Directions:
Copy the records verbatim, starting with the line that contains "of the glass" and continuing through the line that contains "column 251, row 324". Leave out any pictures.

Data for the task:
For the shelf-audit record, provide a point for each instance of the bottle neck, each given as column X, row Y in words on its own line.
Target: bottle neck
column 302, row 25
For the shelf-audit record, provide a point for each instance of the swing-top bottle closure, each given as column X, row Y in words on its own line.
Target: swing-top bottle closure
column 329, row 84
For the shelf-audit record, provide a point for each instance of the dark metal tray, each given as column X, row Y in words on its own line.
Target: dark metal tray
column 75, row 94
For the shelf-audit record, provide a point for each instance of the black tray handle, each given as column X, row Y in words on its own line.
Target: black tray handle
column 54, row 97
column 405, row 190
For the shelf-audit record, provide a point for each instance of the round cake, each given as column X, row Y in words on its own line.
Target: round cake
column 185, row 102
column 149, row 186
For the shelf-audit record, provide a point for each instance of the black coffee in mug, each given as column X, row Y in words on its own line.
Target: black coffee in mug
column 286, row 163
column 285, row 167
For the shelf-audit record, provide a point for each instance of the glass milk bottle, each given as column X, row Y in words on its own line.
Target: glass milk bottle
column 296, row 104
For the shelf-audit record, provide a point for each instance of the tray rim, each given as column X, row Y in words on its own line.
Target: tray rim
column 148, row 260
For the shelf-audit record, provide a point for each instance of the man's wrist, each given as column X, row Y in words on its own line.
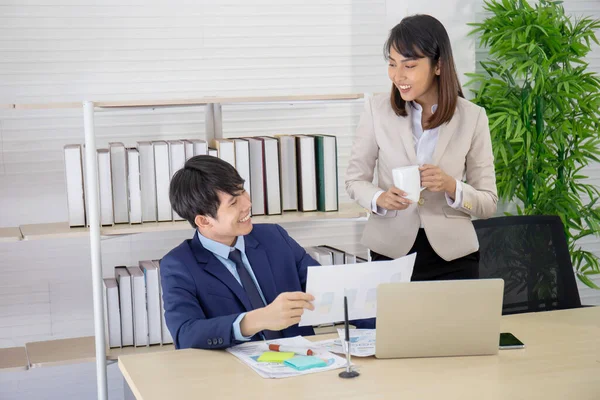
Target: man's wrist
column 251, row 324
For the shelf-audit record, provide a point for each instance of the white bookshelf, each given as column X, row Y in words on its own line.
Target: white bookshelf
column 62, row 230
column 186, row 102
column 13, row 359
column 77, row 350
column 93, row 348
column 10, row 235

Written reply:
For the shelf-audit record, provide a point for each instance of the glass milk bottle, each given as column X, row Y in words on its own line.
Target: glass milk bottle
column 296, row 104
For the shelf-audit record, provide a point for each instance of the tray rim, each given as column X, row Y in words on its own line.
Target: tray rim
column 148, row 260
For the shelf-audit record, provide a point for each instance of the man's wrist, each given as column X, row Y in words on its own line.
Target: man's wrist
column 251, row 324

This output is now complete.